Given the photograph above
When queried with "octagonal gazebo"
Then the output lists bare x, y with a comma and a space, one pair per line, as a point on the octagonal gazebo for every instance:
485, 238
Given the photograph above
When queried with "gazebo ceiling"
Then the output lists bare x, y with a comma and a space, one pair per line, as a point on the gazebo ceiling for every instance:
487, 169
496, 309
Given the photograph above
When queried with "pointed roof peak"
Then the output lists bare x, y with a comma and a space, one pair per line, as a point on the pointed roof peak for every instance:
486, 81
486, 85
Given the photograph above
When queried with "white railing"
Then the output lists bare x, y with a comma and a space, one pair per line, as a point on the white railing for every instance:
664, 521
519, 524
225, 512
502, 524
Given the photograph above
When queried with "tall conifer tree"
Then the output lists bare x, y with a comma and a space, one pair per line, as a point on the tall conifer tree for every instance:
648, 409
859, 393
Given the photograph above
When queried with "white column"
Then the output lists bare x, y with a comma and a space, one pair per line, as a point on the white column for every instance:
=====
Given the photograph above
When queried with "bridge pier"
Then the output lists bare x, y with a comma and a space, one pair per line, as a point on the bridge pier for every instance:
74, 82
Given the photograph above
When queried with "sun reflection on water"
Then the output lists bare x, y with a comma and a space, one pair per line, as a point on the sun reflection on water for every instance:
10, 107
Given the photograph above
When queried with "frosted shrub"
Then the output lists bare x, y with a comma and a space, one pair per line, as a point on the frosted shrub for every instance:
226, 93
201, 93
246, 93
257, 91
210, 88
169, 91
=====
Please find all lines in the two blocks above that contain the word "every", with case counting, and copy each one in full.

EXERCISE SOLUTION ::
Then the output lists bare x, y with a comma and a space, one pair per line, as a point on the octagonal gazebo for every instance:
Then the output lists bare x, y with a comma and a space, one pair per line, as a point on the gazebo ceiling for every instance:
Then the output lists bare x, y with a comma and a space, one pair per line, as a point on the pointed roof peak for every instance:
Then the output lists bare x, y with a comma and a space, one pair per line, as a point on the white railing for every instance:
Then the output lists bare x, y with a comma and a space, one pair per line, as a point on the tall conifer tree for every instance:
Then the output lists bare x, y with a comma and a space, one pair per line, as a point on the white column for every instance:
Then the output lists bare x, y with a comma and a space, one pair per line, as a point on the bridge pier for every instance:
Then the output lists bare x, y with a comma and a space, one pair per line, as a point on the sun reflection on water for every instance:
Then the output lists bare x, y with a comma and a space, one pair per line, as a point on the frosted shrub for every instance:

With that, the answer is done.